▶ _What the exercise asks_:
Copy the lines below verbatim, but only from the line containing "Target: **blue and white striped dress**" through the end of the data.

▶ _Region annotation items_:
◇ ◇ ◇ ◇

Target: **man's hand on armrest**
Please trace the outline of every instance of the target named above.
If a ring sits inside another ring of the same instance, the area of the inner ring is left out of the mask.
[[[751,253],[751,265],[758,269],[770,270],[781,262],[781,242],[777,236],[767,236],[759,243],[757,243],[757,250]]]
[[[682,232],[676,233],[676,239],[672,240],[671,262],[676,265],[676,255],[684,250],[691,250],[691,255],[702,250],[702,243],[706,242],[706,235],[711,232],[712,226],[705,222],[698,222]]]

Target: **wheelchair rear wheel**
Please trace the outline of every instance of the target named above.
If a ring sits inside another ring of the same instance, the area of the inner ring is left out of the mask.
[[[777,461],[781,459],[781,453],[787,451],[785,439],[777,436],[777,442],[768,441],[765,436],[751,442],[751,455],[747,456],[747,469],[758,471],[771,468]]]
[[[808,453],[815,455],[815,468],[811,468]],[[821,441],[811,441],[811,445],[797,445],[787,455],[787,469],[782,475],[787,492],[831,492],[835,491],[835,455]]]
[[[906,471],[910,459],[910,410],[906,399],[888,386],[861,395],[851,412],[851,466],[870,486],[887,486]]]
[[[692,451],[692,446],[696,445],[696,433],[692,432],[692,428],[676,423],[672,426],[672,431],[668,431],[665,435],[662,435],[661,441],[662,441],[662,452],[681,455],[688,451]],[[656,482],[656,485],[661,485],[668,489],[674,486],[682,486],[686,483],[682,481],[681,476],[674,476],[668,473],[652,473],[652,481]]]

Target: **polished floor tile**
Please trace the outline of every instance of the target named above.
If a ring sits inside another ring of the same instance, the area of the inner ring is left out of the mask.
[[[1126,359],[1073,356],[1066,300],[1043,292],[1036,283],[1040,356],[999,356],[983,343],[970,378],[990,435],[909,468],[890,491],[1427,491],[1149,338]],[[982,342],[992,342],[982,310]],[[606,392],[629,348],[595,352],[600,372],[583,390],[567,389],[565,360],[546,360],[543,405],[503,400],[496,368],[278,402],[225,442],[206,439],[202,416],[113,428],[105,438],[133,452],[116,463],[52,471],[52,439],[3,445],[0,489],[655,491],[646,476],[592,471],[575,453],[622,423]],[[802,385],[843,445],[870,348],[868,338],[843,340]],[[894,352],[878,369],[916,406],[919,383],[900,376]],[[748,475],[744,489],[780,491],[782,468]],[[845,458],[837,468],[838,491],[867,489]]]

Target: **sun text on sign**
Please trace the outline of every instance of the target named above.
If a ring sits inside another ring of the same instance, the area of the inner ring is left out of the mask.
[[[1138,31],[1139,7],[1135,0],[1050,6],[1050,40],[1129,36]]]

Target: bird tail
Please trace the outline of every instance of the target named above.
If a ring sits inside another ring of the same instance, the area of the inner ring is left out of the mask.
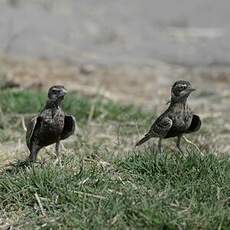
[[[142,145],[144,144],[146,141],[148,141],[151,138],[151,135],[149,135],[148,133],[140,140],[136,143],[136,146]]]

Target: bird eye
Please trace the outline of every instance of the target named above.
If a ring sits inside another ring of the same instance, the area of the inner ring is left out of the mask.
[[[186,88],[187,88],[187,86],[186,86],[186,85],[179,85],[179,86],[178,86],[178,88],[179,88],[179,90],[181,90],[181,91],[182,91],[182,90],[186,89]]]

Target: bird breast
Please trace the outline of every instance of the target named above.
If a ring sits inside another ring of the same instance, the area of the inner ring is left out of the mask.
[[[42,114],[41,135],[45,138],[57,138],[64,129],[65,115],[61,110],[46,111]]]
[[[178,131],[186,131],[192,122],[192,112],[188,106],[175,108],[172,116],[173,126]]]

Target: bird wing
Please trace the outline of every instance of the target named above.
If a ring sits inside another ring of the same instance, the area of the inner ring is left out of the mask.
[[[26,125],[26,128],[27,128],[26,144],[29,149],[31,147],[31,142],[32,142],[32,138],[34,135],[34,131],[36,129],[39,129],[39,127],[41,127],[41,120],[42,118],[40,116],[36,116],[36,117],[33,117]]]
[[[73,116],[65,115],[64,129],[61,134],[61,140],[66,139],[67,137],[74,134],[76,129],[76,119]]]
[[[149,130],[152,137],[165,137],[172,127],[172,119],[169,117],[159,117]]]
[[[198,115],[193,114],[191,125],[189,126],[188,130],[186,130],[186,133],[196,132],[200,129],[200,127],[201,127],[200,117]]]

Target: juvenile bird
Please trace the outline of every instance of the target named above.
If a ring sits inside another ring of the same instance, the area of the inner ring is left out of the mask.
[[[60,141],[72,135],[76,125],[75,118],[66,115],[60,107],[66,93],[63,86],[52,86],[44,109],[28,123],[26,143],[30,150],[29,161],[36,161],[39,150],[54,143],[59,161]]]
[[[161,142],[164,138],[177,137],[177,148],[183,153],[180,141],[183,134],[200,129],[201,120],[193,114],[187,105],[187,98],[195,89],[188,81],[176,81],[171,89],[171,100],[168,109],[160,115],[151,126],[149,132],[139,141],[139,146],[150,138],[159,138],[158,150],[161,152]]]

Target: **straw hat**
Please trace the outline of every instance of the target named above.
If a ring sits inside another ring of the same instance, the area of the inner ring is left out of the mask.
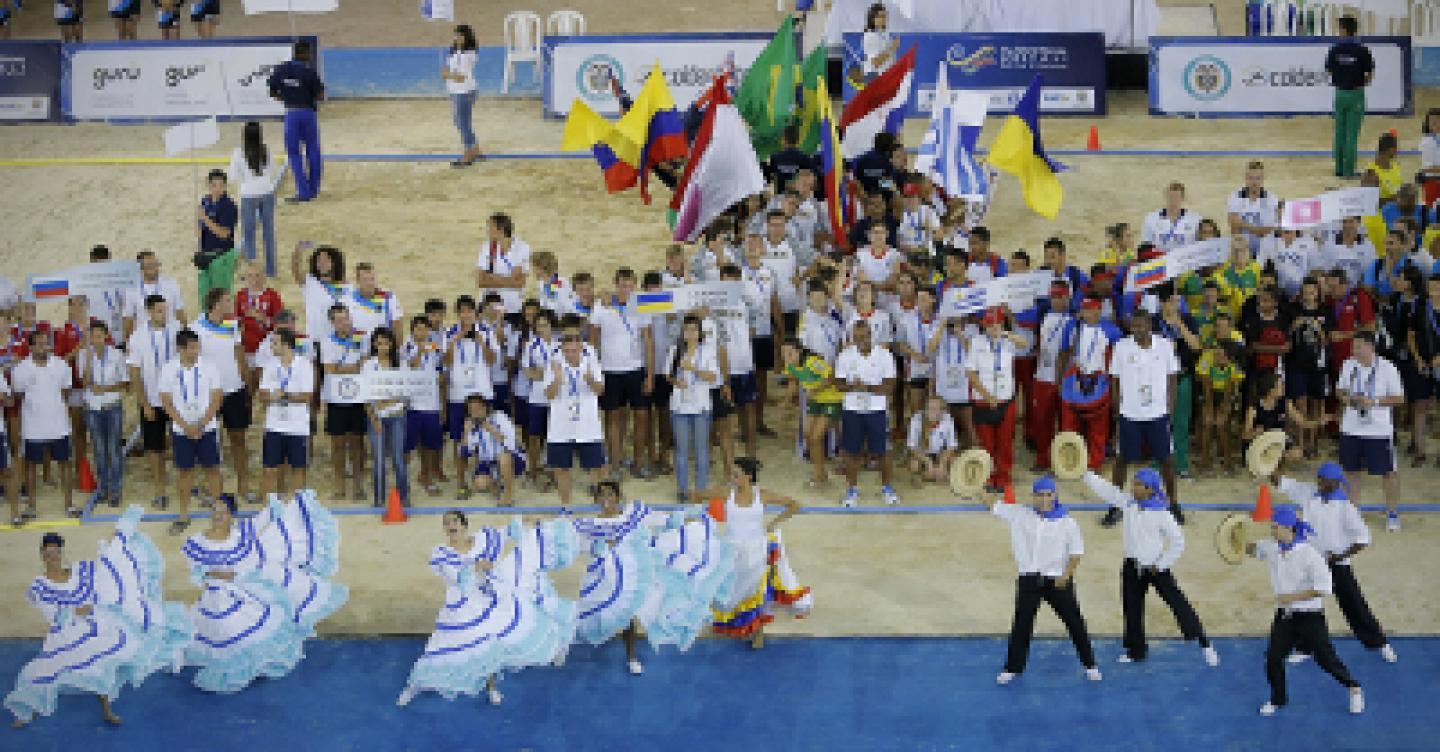
[[[1260,434],[1250,442],[1250,448],[1246,449],[1246,467],[1257,478],[1273,474],[1280,467],[1287,441],[1284,431],[1276,429]]]
[[[985,449],[965,449],[950,462],[950,490],[956,496],[975,496],[989,480],[994,464]]]
[[[1061,431],[1050,442],[1050,467],[1060,480],[1076,480],[1089,468],[1090,454],[1084,437],[1074,431]]]
[[[1225,563],[1237,565],[1246,558],[1246,545],[1250,543],[1250,517],[1247,514],[1227,514],[1215,529],[1215,552]]]

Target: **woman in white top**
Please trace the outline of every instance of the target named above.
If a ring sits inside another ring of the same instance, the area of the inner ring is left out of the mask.
[[[400,367],[400,346],[395,333],[380,327],[370,333],[370,357],[360,366],[360,373]],[[374,506],[386,503],[384,461],[395,465],[395,487],[400,503],[410,506],[410,477],[405,461],[405,400],[377,399],[366,405],[370,415],[370,474],[374,480]]]
[[[459,130],[459,143],[465,147],[465,154],[452,161],[451,167],[469,167],[480,158],[480,146],[471,127],[475,112],[475,32],[462,23],[455,27],[455,42],[451,43],[445,68],[441,69],[445,91],[451,95],[451,111],[455,115],[455,128]]]
[[[265,233],[265,277],[278,274],[275,261],[275,186],[285,174],[284,166],[271,160],[261,124],[251,121],[240,131],[240,148],[230,154],[232,186],[240,197],[240,249],[246,261],[255,261],[255,219]]]
[[[890,13],[884,3],[871,3],[865,10],[865,35],[860,39],[860,49],[865,59],[861,63],[865,84],[880,75],[881,71],[894,62],[900,40],[890,36]]]
[[[670,426],[675,437],[675,480],[678,501],[690,501],[690,454],[696,457],[696,488],[710,485],[710,389],[720,382],[716,350],[706,344],[700,317],[685,315],[680,341],[665,356],[671,383]]]

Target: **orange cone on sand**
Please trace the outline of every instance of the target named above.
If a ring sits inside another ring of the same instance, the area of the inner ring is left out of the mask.
[[[405,507],[400,506],[400,491],[390,488],[390,498],[384,503],[384,514],[380,516],[380,522],[384,524],[400,524],[406,519]]]
[[[95,493],[95,474],[91,473],[89,460],[85,457],[81,457],[79,483],[76,487],[81,493]]]
[[[1250,513],[1250,519],[1254,522],[1270,522],[1274,514],[1274,509],[1270,506],[1270,484],[1260,484],[1260,498],[1256,500],[1256,510]]]

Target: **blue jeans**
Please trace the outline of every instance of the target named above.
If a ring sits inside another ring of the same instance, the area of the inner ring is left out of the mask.
[[[240,249],[246,261],[255,261],[255,220],[265,233],[265,277],[275,278],[275,194],[240,197]]]
[[[390,488],[384,483],[384,461],[390,460],[395,468],[395,487],[400,491],[400,501],[410,504],[410,473],[405,465],[405,415],[380,418],[379,434],[374,424],[370,424],[370,475],[374,478],[374,503],[384,506],[386,491]]]
[[[300,147],[305,147],[301,154]],[[295,176],[295,197],[302,202],[320,193],[320,118],[314,109],[285,109],[285,154]]]
[[[475,92],[451,94],[451,112],[455,115],[455,130],[459,131],[459,143],[467,150],[475,148],[475,130],[471,127],[475,112]]]
[[[680,493],[690,490],[690,452],[696,455],[696,490],[710,487],[710,413],[670,413],[670,428],[675,434],[675,480]]]
[[[95,485],[101,498],[120,498],[125,473],[125,411],[115,405],[102,411],[85,411],[85,428],[95,448]]]

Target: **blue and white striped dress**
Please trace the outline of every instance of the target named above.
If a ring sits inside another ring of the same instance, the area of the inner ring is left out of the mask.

◇ ◇ ◇ ◇

▶ _Task response_:
Target: **blue and white striped dress**
Please trace the outline of every instance of the target named above.
If a ring sits inside another ring of the same instance, the area of the inner ring is left out of the mask.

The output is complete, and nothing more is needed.